** Begin Text shown **

Tuesday, July 8, 2008

River Garden


A contemplative week in July and we're staying outside Joseph, Oregon at Wallowa Lake Camp. Wallowa Lake is nestled in some pretty dramatic mountains, one particularly large peak rising majestically at the end of the lake and East of the camp. To arrive here on time, we left at six in the morning from Bellingham. We had a few minor setbacks: we got lost on Seattle trying to get onto I-90; we were pulled over for exceeding the speed limit (and let go, phew) and I left my cell phone at home. The cell mystery (I'm never without it) sent me into a tizzy for at least half an hour. Honestly, I felt naked without my modern day connection tool. Once we both recovered, we enjoyed the drive through central Washington and on into Oregon, soaking in the mix of landscape, some more barren and sagey, some lush with orchards and grapes, and some rolling patchwork fields that perhaps influenced the Pendleton textile designs.


As you already know, my garden in Fairhaven is being lovingly tended by my garden neighbor, Peggy, whose garden is looking terrific, I must say. Mike will be back from his trip to California, so he'll be managing the section he's caretaking. He's going to plant beets—did I already say that? I haven't finished my garden room, nor have I strung string for the pole beans. But alas, the garden will be there when I get back. I need a break and a change of heart.

** End Text shown **
** Begin Data excerpts **

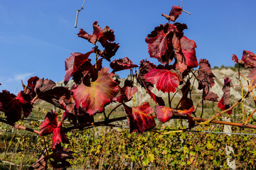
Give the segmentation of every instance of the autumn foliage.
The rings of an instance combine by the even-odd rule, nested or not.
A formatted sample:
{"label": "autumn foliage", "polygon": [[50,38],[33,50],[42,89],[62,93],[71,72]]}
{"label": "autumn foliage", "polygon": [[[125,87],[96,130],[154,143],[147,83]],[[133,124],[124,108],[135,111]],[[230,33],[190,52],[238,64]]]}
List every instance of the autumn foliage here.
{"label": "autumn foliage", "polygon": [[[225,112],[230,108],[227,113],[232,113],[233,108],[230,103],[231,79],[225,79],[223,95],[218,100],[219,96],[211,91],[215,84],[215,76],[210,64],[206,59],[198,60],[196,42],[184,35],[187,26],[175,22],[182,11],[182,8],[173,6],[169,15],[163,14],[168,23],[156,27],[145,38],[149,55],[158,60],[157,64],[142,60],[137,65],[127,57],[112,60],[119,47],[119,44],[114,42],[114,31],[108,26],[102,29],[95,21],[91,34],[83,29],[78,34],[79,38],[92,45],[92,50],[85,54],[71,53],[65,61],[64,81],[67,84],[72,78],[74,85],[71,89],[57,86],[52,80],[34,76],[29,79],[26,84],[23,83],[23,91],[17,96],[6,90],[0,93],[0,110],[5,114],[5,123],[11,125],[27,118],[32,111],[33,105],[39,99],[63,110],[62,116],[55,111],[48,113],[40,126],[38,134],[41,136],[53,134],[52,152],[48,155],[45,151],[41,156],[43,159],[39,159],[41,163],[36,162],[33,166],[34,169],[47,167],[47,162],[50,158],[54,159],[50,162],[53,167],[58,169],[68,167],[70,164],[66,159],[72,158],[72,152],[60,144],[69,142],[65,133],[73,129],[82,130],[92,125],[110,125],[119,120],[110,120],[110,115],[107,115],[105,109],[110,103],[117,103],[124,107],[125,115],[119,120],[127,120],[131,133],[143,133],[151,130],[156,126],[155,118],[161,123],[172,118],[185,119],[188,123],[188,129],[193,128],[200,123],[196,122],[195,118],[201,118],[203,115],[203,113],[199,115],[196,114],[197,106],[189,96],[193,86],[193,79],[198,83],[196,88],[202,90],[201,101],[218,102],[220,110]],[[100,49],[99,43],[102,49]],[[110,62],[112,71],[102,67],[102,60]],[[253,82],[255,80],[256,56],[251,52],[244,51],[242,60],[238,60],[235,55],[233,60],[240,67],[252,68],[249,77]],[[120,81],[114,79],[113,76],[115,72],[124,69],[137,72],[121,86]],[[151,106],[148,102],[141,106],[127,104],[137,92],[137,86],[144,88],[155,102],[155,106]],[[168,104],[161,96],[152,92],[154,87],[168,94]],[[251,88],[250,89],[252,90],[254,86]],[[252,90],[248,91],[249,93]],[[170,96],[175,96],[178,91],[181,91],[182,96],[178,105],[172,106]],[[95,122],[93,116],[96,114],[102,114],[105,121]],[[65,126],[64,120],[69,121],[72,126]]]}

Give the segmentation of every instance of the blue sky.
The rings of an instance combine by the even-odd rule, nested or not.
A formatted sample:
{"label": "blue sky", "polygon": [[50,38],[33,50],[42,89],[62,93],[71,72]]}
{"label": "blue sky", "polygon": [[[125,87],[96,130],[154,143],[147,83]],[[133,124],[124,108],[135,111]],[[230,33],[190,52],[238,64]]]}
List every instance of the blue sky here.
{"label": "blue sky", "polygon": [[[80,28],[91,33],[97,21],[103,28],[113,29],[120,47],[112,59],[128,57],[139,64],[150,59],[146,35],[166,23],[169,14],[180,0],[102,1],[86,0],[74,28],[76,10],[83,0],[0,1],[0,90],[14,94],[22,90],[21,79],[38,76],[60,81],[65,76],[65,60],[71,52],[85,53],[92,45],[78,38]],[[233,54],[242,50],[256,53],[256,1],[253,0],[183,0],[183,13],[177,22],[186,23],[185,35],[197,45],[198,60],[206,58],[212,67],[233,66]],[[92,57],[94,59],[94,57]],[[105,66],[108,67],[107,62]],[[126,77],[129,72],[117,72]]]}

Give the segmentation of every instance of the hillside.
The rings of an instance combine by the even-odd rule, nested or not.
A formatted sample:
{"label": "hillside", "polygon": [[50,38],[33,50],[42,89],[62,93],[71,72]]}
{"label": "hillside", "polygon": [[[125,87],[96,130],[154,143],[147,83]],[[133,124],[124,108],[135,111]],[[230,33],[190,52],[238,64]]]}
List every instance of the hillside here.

** End Data excerpts **

What you have to do:
Pick up the Wallowa Lake blog post where it stops and continue it. The items are separate material and have nothing to do with the Wallowa Lake blog post.

Task response:
Fishtrap, where I'm not a participant, is a popular conference. Folks sign up before they leave for the following year. Since I'm here as a guest, I'll spend my mornings working on a revision of my novel, "Celia's Heaven". And since I need a vacation—not the sun and tanning and drinking and dining type of vacation, but more of the vision quest "vacation." Perhaps that's not a vacation but rather a vacating of my busy life so I can dive deeper into inhabiting myself. That's what I want, especially after all the disruption of divorce, the dickering with the ex, the meeting with the lawyer, and then the drawing up papers and show-me-the-money-meetings. And now what? That's my question. What do I want to make of my life during the next however many years I'm alive? What laws do I want to lay down for myself?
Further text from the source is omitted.